--- start Information given ---
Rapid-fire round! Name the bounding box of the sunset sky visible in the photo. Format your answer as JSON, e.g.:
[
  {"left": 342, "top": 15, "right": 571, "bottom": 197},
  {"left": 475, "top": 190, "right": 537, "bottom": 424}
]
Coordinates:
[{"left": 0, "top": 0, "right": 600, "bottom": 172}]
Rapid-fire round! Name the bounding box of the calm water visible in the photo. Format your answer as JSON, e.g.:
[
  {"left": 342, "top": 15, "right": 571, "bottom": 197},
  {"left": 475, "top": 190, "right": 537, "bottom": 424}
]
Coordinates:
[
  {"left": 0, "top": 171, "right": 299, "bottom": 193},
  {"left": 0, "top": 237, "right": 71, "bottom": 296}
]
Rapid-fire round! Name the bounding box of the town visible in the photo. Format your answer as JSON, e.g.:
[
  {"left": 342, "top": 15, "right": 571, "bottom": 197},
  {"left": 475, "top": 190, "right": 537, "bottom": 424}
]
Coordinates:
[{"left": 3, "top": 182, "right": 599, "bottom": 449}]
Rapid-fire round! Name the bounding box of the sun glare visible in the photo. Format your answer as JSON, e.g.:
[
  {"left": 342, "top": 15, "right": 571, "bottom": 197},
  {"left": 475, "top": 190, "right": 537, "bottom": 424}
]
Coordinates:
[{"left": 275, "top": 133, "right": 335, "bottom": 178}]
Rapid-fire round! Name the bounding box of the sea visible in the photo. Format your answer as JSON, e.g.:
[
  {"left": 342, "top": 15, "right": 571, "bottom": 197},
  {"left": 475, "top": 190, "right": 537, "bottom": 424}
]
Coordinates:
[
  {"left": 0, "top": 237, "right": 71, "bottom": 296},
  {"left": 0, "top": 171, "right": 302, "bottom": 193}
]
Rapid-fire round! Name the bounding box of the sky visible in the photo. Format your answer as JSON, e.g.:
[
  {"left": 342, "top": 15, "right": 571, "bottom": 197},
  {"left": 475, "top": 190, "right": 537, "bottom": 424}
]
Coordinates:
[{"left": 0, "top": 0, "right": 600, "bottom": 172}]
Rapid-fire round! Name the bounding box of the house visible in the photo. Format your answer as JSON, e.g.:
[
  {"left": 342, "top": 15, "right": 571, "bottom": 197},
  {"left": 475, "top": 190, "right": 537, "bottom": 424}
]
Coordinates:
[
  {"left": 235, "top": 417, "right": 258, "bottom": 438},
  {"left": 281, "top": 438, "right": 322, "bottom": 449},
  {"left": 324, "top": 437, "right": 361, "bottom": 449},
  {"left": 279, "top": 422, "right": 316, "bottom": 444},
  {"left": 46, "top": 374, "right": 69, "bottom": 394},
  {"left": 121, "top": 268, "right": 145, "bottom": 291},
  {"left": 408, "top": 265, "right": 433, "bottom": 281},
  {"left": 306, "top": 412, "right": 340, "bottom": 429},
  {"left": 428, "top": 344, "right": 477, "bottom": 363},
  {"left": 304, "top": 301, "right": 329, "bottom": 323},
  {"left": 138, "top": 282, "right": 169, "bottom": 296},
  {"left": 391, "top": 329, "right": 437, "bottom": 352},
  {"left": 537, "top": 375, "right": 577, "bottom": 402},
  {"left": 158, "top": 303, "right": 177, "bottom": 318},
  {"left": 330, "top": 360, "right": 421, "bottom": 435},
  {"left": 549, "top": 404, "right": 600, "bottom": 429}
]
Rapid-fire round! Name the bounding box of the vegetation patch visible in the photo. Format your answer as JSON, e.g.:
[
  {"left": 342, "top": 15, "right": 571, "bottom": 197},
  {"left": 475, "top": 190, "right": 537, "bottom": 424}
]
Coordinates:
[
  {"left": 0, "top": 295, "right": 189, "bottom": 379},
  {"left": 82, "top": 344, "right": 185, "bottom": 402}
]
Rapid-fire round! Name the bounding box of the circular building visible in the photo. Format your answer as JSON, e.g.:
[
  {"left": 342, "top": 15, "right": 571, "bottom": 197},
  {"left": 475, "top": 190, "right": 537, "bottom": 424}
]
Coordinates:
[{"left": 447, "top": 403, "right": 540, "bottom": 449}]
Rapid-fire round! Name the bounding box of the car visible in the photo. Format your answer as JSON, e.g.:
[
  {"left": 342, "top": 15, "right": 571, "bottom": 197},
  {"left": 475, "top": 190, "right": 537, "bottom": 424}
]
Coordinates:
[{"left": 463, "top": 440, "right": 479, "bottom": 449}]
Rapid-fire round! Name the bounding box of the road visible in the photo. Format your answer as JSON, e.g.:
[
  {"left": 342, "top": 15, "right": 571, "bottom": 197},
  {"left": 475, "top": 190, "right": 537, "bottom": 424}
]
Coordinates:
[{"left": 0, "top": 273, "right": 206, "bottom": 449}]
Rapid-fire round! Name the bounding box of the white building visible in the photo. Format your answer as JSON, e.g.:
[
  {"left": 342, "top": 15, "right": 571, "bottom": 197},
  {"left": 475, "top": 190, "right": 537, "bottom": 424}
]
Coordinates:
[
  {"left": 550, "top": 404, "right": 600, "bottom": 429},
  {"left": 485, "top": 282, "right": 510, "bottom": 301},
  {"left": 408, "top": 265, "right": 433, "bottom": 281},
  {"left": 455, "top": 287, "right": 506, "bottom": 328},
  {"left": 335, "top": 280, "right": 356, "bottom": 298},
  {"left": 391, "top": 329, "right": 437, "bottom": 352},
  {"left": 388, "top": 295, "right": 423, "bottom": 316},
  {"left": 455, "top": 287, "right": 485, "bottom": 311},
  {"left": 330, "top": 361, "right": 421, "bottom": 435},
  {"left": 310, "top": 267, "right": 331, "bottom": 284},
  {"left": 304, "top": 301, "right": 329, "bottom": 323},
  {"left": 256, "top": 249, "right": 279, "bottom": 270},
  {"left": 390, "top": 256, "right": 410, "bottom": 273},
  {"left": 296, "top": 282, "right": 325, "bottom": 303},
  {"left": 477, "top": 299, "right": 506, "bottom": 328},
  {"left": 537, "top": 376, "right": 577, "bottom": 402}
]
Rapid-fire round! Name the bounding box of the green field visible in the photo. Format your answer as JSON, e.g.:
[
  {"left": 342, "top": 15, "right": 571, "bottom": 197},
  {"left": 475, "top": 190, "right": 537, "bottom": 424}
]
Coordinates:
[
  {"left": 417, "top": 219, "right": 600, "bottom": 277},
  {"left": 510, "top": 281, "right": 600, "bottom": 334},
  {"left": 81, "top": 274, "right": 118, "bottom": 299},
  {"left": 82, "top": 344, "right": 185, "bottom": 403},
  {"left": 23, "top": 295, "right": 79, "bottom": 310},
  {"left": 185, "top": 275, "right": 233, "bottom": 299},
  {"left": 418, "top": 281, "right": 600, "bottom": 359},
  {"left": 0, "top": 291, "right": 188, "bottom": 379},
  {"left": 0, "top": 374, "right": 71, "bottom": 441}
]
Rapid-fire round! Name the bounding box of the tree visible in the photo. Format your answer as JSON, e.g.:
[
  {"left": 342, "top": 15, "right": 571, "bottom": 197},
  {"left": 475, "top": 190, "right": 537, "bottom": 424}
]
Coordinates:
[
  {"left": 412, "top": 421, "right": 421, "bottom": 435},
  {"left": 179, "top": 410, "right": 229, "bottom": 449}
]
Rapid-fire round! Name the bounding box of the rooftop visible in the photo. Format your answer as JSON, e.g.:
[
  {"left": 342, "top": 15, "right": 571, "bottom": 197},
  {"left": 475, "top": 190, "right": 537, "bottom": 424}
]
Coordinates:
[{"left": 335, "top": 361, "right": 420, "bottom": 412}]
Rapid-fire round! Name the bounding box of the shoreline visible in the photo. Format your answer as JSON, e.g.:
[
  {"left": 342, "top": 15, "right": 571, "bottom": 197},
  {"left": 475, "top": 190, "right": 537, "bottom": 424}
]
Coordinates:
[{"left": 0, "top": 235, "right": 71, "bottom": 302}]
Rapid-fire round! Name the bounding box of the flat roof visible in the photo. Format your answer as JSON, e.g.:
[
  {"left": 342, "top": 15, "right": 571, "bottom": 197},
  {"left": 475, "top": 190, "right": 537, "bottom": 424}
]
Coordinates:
--- end Information given ---
Transcribe the material from the line containing "Rapid-fire round! Name the bounding box of the flat" through the end of the material, including both ends.

Rapid-fire round! Name the bounding box of the flat roof visible in the photo. Format your answer as JSON, e.g.:
[
  {"left": 342, "top": 15, "right": 571, "bottom": 197},
  {"left": 475, "top": 190, "right": 537, "bottom": 424}
]
Coordinates:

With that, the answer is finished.